— START OF Source excerpt —

The Management Pocketbooks Pocket Correspondence Course

This is part of an extended management course. You can dip into it, or follow the course from the start. If you do that, you may want a course notebook, for the exercises and any notes you want to make.


Interviews are an essential part of management: conducting them and also being interviewed from time-to-time, for promotions or a new job.

Interviewing others

Finding people’s faults is an easy task, and one most interviewers take to with relish. It serves little purpose, however, since we all have plenty of them.  The primary purpose of a job interview is to find their talents, skills, expertise, motivation, enthusiasm…

These are what makes it worth considering someone for employment. Only then should you be evaluating whether any shortcomings raise the risk of employing that person too high.

Pocketblog covered the topic of interviewing in some depth in our three-part series: ‘The New Manager’s Guide to Interviewing’.  It covered:

  1. Preparing the Ground
    Increase your chances of success well before the interview.
    It covers how to:

    1. Think about the job requirements
    2. Handle the advertising and admin
    3. Review applications
    4. Prepare for the interview
  2. Getting it Right
    Hints and advice for conducting and effective interviews.
    It looks at:

    1. Questioning
    2. Social skills
    3. Responding to candidates’ answers
    4. Inviting questions
  3. Polishing your Process
    Tips and tricks of the trade, such as:

    1. Fact checking
    2. The ‘horns and halo effect’
    3. Psychology
    4. Data protection

Being Interviewed

If there were only one tip that I could give to any interview candidate it would be this one:

Fundamentally, when you go for a job or promotion interview, your interviewer only wants to know one thing. All of their questions are just variants on one question – different ways to get at one answer.

And if you know what that question is and make sure that you answer it every time, by giving a different part of your answer to that one question with every answer you give, then you will have taken every opportunity the interviewer has given you.

The Question

So, what is that one question your interviewer wants answered?

‘Why should I recommend you for hiring or promotion?’

And how do you answer that? Simple. You have to tell them the benefit they, or their team or department, or their organisation will get from making that choice. And that boils down to the most fundamental question that humans ask: ‘what’s in it for me?’

Interview question and answers

That then begs the question: what do they want? To optimise your answers you have not only to show that you can deliver what they want, but you must also do your preparation and find out what they want. Six things are particularly common:

  1. Safety and Security
    Employers – and interviewers – often want to avoid mistakes. Can you show that you are a safe choice; that you meet all of their fundamental requirements and have a track record to back that up?

— END OF Source excerpt —
— START OF Provided material —

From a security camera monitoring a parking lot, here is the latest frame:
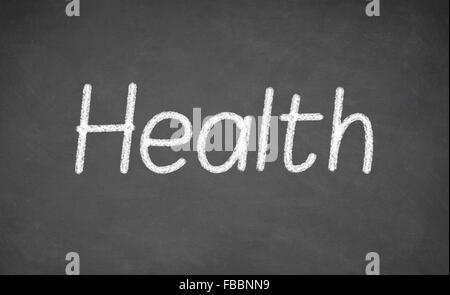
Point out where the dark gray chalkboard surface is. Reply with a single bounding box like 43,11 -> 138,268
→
0,0 -> 449,274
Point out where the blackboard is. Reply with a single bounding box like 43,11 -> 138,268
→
0,0 -> 449,274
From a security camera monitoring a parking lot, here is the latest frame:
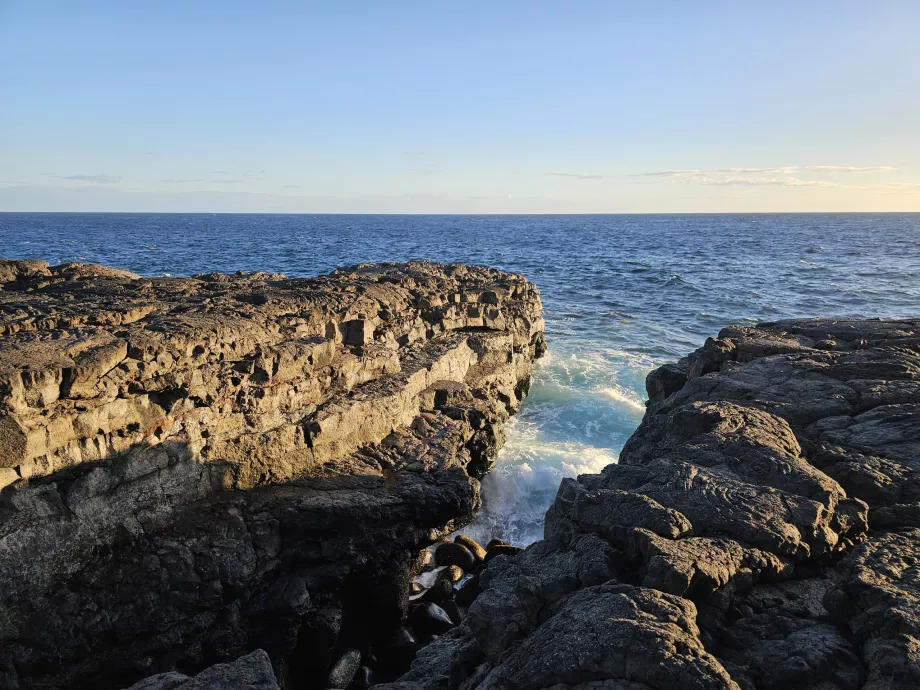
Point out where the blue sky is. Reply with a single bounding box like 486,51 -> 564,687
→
0,0 -> 920,213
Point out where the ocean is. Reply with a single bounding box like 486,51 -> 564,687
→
0,213 -> 920,544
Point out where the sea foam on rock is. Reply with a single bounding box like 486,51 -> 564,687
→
0,261 -> 545,690
380,319 -> 920,690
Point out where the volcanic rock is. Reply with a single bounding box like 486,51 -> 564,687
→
0,261 -> 544,690
380,319 -> 920,690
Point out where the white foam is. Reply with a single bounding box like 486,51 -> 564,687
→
599,386 -> 645,414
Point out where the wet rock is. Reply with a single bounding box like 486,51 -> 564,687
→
438,599 -> 463,625
128,649 -> 279,690
374,628 -> 423,675
421,579 -> 454,604
485,544 -> 524,563
438,565 -> 463,582
407,602 -> 454,635
0,261 -> 543,690
326,649 -> 361,690
454,534 -> 486,563
434,542 -> 476,571
348,666 -> 380,690
454,575 -> 480,606
384,319 -> 920,690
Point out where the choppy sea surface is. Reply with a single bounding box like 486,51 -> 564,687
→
0,213 -> 920,544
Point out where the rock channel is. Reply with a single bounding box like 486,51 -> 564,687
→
0,261 -> 545,690
388,320 -> 920,690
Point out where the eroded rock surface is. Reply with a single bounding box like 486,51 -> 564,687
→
382,319 -> 920,690
0,261 -> 544,689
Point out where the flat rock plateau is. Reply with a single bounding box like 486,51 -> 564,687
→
0,261 -> 548,690
379,319 -> 920,690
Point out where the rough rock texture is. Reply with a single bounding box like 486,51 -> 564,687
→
128,649 -> 279,690
380,320 -> 920,690
0,261 -> 544,689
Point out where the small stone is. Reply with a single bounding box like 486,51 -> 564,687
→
421,580 -> 454,604
434,542 -> 476,570
408,601 -> 454,635
454,575 -> 481,606
326,649 -> 361,690
486,544 -> 524,563
440,599 -> 463,625
348,666 -> 380,690
438,565 -> 463,582
454,534 -> 486,563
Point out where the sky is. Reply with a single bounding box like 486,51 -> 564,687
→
0,0 -> 920,213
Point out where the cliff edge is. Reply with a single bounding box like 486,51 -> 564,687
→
0,261 -> 544,690
388,319 -> 920,690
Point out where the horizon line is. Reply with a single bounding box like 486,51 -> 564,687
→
0,209 -> 920,217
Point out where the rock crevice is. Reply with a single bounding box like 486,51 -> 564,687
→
386,319 -> 920,690
0,261 -> 545,690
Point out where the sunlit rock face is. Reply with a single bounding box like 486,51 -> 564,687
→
381,319 -> 920,690
0,261 -> 545,689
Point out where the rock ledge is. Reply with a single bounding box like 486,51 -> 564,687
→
388,319 -> 920,690
0,261 -> 544,690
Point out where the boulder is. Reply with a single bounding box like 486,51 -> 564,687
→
0,261 -> 544,690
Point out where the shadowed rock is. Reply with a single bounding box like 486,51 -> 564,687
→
383,319 -> 920,690
0,261 -> 544,690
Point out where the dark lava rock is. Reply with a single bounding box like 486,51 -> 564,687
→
128,649 -> 279,690
407,601 -> 454,635
438,565 -> 463,582
485,544 -> 524,563
454,534 -> 486,563
382,319 -> 920,690
454,575 -> 481,607
326,649 -> 361,690
374,628 -> 424,674
0,261 -> 543,690
421,579 -> 454,604
434,541 -> 476,571
438,599 -> 463,625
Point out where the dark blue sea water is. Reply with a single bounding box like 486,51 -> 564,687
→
0,213 -> 920,543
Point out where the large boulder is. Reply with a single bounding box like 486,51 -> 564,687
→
383,319 -> 920,690
0,261 -> 544,690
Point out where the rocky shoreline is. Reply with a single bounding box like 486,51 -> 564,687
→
0,261 -> 545,690
380,319 -> 920,690
0,255 -> 920,690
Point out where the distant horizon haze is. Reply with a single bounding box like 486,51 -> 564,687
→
0,0 -> 920,215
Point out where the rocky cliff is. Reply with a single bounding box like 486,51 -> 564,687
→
381,320 -> 920,690
0,261 -> 544,690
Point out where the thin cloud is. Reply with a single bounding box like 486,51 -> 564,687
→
803,165 -> 897,173
53,174 -> 121,184
546,172 -> 607,180
694,175 -> 843,188
632,165 -> 897,178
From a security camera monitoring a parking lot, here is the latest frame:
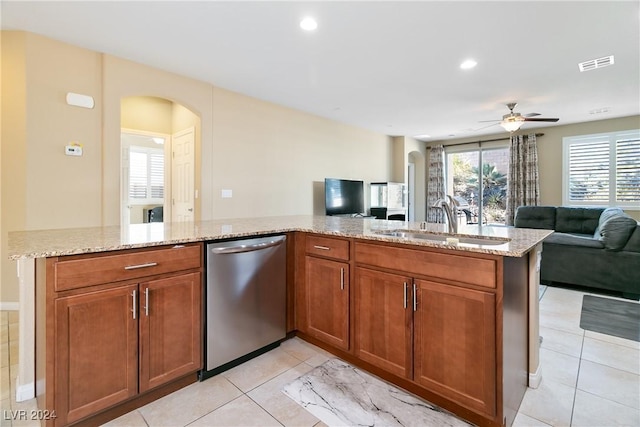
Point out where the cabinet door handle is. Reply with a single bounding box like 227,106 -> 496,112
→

— END OF Provided material —

#### Jobs
A - Render this sentence from the management course excerpt on interviews into Spanish: "Finding people’s faults is an easy task, and one most interviewers take to with relish."
B - Write what comes next in the management course excerpt on interviews, picking up right after its final sentence.

#### Set of answers
A - Encontrar los defectos de las personas es una tarea fácil, y una a la que la mayoría de los entrevistadores se dedica con gusto.

B -
  2. Performance
    What evidence can you give to show that your performance will be exceptional? Some employers want stars.
  3. Quality
    If the organisation puts a strong focus on quality in its materials, then so should you in your answers. Demonstrate your attention to detail and drive for perfection. Your written materials and personal appearance must reinforce this message.
  4. Ease of Transition
    In some circumstances, an employer is looking for an easy life. They are under pressure and don’t want to work hard to get a new staff member trained and ready. Like a good convenience meal, you need to show how you can deliver to the standard required with the minimum of preparation.
  5. Cost
    Beware of employers looking to minimise cost. If you do find one offering an attractive role, prepare your negotiating options in advance. Trial periods can make sense. But emphasise the difference between remuneration and employment costs and identify how employing you can be cheaper than a less experienced and less ‘expensive’ candidate.
  6. Staying Power
    One of the biggest costs of employment is the recruitment process. If your prospective employer is looking for someone who will commit to their organisation for a long time and you have changed jobs every 18 months, you will need to prepare a very fine answer to that challenge.

More on being Interviewed

Our earlier blog, ‘Seven ways to Interview well’ has… seven more great tips.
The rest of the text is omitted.